▶ _TASK_
Please give the data below again, swapping each "marker" for "dot" and changing nothing else, and leave the pictures out of your answer.

___ PROVIDED ENTRIES

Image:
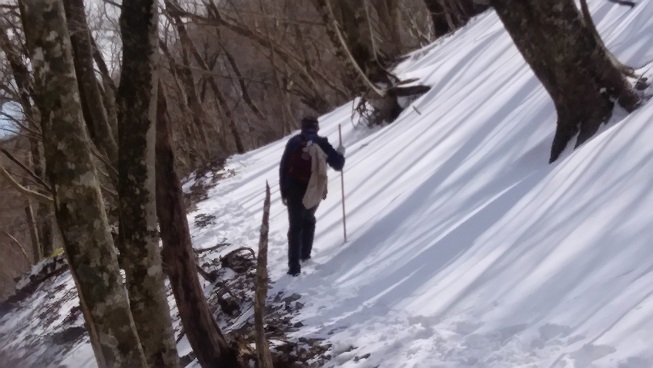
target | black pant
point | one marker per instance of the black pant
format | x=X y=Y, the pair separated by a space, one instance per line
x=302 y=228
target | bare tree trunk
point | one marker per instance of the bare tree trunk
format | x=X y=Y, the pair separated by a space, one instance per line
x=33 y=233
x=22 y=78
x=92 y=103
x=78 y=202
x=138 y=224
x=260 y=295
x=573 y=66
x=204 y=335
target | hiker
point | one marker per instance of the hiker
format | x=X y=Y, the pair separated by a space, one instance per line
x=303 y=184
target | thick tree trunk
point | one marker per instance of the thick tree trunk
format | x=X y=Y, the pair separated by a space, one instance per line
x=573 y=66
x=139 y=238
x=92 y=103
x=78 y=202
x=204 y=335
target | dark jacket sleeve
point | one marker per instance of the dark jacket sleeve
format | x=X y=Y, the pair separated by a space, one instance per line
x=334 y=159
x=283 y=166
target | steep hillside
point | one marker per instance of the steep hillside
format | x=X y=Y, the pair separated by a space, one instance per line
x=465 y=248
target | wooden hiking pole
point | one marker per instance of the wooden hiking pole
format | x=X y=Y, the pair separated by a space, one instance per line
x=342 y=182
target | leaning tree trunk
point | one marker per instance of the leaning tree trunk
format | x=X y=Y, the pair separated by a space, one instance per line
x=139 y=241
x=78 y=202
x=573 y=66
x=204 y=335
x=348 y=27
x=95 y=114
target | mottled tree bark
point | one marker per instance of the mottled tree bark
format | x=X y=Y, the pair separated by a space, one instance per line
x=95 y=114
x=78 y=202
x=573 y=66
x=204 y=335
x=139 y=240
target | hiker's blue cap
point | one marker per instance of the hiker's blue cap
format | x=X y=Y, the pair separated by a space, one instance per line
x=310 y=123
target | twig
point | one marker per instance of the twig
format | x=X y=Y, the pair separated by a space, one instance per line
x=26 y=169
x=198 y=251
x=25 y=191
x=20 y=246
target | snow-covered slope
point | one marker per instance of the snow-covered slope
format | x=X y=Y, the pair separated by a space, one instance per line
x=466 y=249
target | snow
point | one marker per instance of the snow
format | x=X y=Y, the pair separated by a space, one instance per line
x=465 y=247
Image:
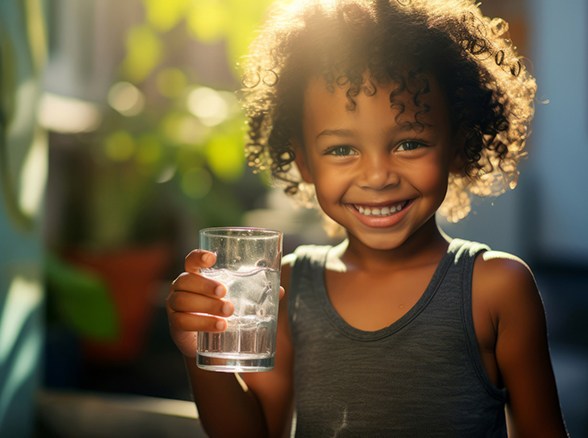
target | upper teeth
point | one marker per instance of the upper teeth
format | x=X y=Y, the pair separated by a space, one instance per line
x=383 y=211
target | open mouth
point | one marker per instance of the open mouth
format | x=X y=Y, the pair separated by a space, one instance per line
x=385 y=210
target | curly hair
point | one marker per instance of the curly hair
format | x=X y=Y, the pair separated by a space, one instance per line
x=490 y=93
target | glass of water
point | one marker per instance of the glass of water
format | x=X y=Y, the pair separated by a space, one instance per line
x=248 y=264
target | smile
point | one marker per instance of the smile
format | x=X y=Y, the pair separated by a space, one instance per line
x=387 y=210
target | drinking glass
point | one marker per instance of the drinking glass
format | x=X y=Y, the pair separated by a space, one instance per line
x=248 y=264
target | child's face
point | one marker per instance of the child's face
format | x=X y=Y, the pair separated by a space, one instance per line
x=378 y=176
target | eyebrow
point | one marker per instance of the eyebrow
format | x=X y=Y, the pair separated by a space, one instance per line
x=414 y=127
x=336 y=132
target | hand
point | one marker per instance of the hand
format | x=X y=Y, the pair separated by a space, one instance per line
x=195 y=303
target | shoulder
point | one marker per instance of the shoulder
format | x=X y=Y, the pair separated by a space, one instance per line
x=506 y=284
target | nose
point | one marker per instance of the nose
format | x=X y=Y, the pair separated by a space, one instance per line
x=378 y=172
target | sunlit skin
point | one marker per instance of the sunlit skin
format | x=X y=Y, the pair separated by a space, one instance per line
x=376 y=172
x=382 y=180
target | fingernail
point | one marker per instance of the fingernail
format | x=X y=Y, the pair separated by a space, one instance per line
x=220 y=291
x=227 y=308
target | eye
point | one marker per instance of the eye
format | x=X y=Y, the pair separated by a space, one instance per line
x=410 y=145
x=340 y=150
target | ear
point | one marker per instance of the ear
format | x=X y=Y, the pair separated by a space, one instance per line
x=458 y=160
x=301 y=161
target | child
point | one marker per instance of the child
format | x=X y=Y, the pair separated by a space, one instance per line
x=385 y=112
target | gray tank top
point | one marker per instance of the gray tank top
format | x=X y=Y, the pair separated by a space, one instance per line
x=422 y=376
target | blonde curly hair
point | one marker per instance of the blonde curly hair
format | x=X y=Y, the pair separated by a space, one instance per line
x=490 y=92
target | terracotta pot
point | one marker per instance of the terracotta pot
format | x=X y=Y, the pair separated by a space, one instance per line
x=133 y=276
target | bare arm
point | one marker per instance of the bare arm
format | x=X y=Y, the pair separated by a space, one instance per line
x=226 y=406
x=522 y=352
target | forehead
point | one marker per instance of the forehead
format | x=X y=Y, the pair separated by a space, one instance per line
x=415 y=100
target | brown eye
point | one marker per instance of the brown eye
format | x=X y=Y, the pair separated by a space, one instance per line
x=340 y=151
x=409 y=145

______

▶ _WORKED SOLUTION_
Image:
target | black pant
point | one dot per instance of the black pant
format | x=X y=Y, the pair separated by a space, one instance per line
x=302 y=228
target | bare tree trunk
point | one dot per instance of the bare tree trunk
format | x=X y=Y, the pair separated by a space, one instance per line
x=33 y=233
x=22 y=78
x=92 y=103
x=78 y=202
x=138 y=224
x=260 y=295
x=573 y=66
x=204 y=335
target | hiker
point | one dot per instance of the hiker
format | x=X y=Y, the pair separated by a space, one instance per line
x=303 y=184
target | thick tree trunk
point | one dot per instance of the thick tree trunk
format | x=X y=Y, the pair separated by a space, one instance per line
x=573 y=66
x=139 y=238
x=92 y=103
x=78 y=202
x=204 y=335
target | dark jacket sleeve
point | one dot per instance of the dark jacket sleeve
format | x=X y=Y, the pair separated by a space, one instance per line
x=334 y=159
x=283 y=166
target | steep hillside
point | one dot per instance of the steep hillside
format | x=X y=Y, the pair separated by a space, one instance per line
x=465 y=248
target | wooden hiking pole
point | one dot per instance of the wooden hiking pole
format | x=X y=Y, the pair separated by a space, one instance per line
x=342 y=182
target | leaning tree trunk
point | one dot per instance of the leaning tree trunk
format | x=X y=Y, the pair separated by a space, one instance per line
x=139 y=241
x=78 y=202
x=573 y=66
x=204 y=335
x=348 y=27
x=95 y=114
target | mottled tree bark
point | one dot per instance of the mottled tree bark
format | x=X y=Y, the pair separated by a space, one instance per line
x=95 y=114
x=78 y=202
x=573 y=66
x=204 y=335
x=139 y=240
target | hiker's blue cap
point | one dot per instance of the hiker's blue cap
format | x=X y=Y, the pair separated by a space, one instance per line
x=310 y=123
target | twig
point | one dot per instance of the twig
format | x=X y=Y, the pair separated by a space, one instance per line
x=26 y=169
x=198 y=251
x=25 y=191
x=20 y=246
target | snow-covered slope
point | one dot per instance of the snow-covered slope
format | x=X y=Y, the pair separated by a space, one instance per line
x=466 y=249
target | snow
point | one dot per instance of the snow
format | x=X y=Y, the pair separated by a space, one instance per line
x=465 y=247
Image:
target | upper teeth
point | one dot per instance of the upper teeth
format | x=X y=Y, the pair separated by a space, one instance per line
x=383 y=211
target | open mouth
point | one dot per instance of the open mouth
format | x=X y=Y, the pair separated by a space, one instance per line
x=385 y=210
target | curly hair
point | one dot per instance of the curly hair
format | x=X y=Y, the pair separated by a space, one instance per line
x=490 y=93
target | glass of water
point | one dot per instance of the glass of water
format | x=X y=Y, the pair separated by a space, one instance per line
x=248 y=264
target | smile
point | one dot per instance of the smile
format | x=X y=Y, the pair separated by a space, one instance per line
x=387 y=210
target | drinking glass
point | one dot per instance of the drinking glass
format | x=X y=Y, the pair separated by a space, one instance per line
x=248 y=264
target | child's face
point | one dot per instance of the child's face
format | x=X y=Y, the pair separated by a space, one instance per line
x=378 y=176
target | eyebrow
point | one dot per instance of the eyebrow
format | x=X y=Y, the pair separated by a space, one instance per line
x=414 y=127
x=336 y=132
target | hand
point | one dot per instance of the hand
format | x=X y=Y, the pair separated by a space, one instance per line
x=195 y=303
target | shoulder
point | one dot per instance of the shoulder
format | x=X y=Y, the pair separated by a space, one instance per line
x=506 y=284
target | nose
point | one dot per instance of the nose
format | x=X y=Y, the pair separated by a space, one instance per line
x=378 y=172
target | sunlit skin
point | one dot per instance of the sunlit skin
format | x=X y=Y, the pair separated by a space, one instance per line
x=376 y=172
x=382 y=180
target | fingernail
point | one dot per instance of the fingernail
format | x=X y=Y, the pair separated by a space, one instance per line
x=220 y=291
x=227 y=308
target | eye
point | one dot per instance of the eye
format | x=X y=Y, the pair separated by a space, one instance per line
x=410 y=145
x=340 y=150
target | ear
point | one dot per instance of the ear
format | x=X y=Y, the pair separated by a space, one instance per line
x=458 y=160
x=301 y=161
target | child
point | one dot per instance of the child
format | x=X y=Y, the pair separated by a space, one instance per line
x=385 y=112
target | gray tank top
point | one dot per instance of the gray tank top
format | x=X y=Y, the pair separated by a space, one instance per line
x=422 y=376
target | blonde curly hair
point | one dot per instance of the blonde curly hair
format | x=X y=Y, the pair separated by a space, one instance per line
x=490 y=92
target | terracotta pot
point | one dot per instance of the terracotta pot
format | x=X y=Y, the pair separated by a space, one instance per line
x=133 y=276
target | bare arm
point | one dot per instance of the bare arm
format | x=X y=Y, the pair separated by a space, one instance per line
x=226 y=406
x=522 y=352
target | forehead
point | one dot per instance of the forehead
format | x=X y=Y, the pair separated by a space, one instance per line
x=415 y=100
target | brown eye
point | one dot per instance of the brown eye
format | x=X y=Y, the pair separated by a space, one instance per line
x=340 y=151
x=409 y=145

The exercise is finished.